> [The tasks]
1. In the Boxing Day fixtures text, rewrite everything from "Premier League" down to "New York Stadium.", putting "Tottenham" in place of "Chelsea".
2. Write the next part of the Boxing Day football fixtures text, picking up after its final sentence.

> [Provided passage]
So, here we are then. Ye Tradionale Boxing Daye Fixtures, and so many questions to be answered. Principally: who’s been at the sherry? Who ate all the mince pies? Has the stadium DJ put away his festive Shakin’ Stevens records yet, or will you be subjected to one more spin? An afternoon of skill, drama, and goodwill to all men so long as they’re wearing the right colours awaits. Here, to kick things off, are this afternoon’s English Football League fixtures. And in the meantime, hello!
Premier League
Arsenal v West Brom
Burnley v Middlesbrough
Chelsea v AFC Bournemouth
Leicester v Everton
Man Utd v Sunderland
Swansea v West Ham
Hull v Man City (5.15pm)
Championship
Look out for: Neither Newcastle nor Brighton are in action this afternoon, so it’s all about the play-off positions, with the visit of Norwich to third-place Reading probably the pick. The bottom two, Rotherham and Wigan, face each other at the New York Stadium.
Aston Villa v Burton A
Barnsley v Blackburn
Huddersfield v Nottm Forest
Ipswich v Fulham
Preston v Leeds
Reading v Norwich
Rotherham v Wigan
Wolves v Bristol City
Newcastle v Sheff Wed (7.45pm)
League One
Look out for: Karl Robinson returns to MK Dons, his six-year managership having ended “by mutual consent” in October. He’s already managed Charlton against them twice in the FA Cup. And on the subject of reuinions, Bradford City reject Josh Morris returns to his former employers in Scunthorpe colours, as the division’s top scorer. Bury head to Fleetwood having won none of 36 available points since September (at the end of that month they had won five in a row; they have now lost their last 12)

> [Recorded information]
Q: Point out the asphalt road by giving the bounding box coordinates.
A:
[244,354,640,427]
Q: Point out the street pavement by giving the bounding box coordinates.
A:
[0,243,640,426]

> [Responses in order]
1.
Premier League
Arsenal v West Brom
Burnley v Middlesbrough
Tottenham v AFC Bournemouth
Leicester v Everton
Man Utd v Sunderland
Swansea v West Ham
Hull v Man City (5.15pm)
Championship
Look out for: Neither Newcastle nor Brighton are in action this afternoon, so it’s all about the play-off positions, with the visit of Norwich to third-place Reading probably the pick. The bottom two, Rotherham and Wigan, face each other at the New York Stadium.

2.
Bolton v Shrewsbury
Bradford City v Scunthorpe
Bristol Rovers v Coventry
Fleetwood v Bury
MK Dons v Charlton
Millwall v Swindon
Oxford Utd v Northampton
Peterborough v Gillingham
Port Vale v Walsall
Rochdale v Chesterfield
Sheff Utd v Oldham
League Two
Look out for: Plymouth may be top of the table but their form isn’t great – they have won three and lost three of their last six league games – which isn’t something you could say of their opponents today: Wycombe have won their last six, and haven’t been beaten in the league for more than two months. With their two closest rivals both playing teams in the bottom half and out of form (albeit away from home) there could be new leaders today.
Cheltenham v Barnet
Crewe v Carlisle
Grimsby v Accrington
Hartlepool v Blackpool
Luton v Colchester
Mansfield v Morecambe
Newport v Portsmouth
Notts County v Doncaster
Plymouth v Wycombe
Stevenage v Cambridge
Yeovil v Exeter
Simon will be here soon.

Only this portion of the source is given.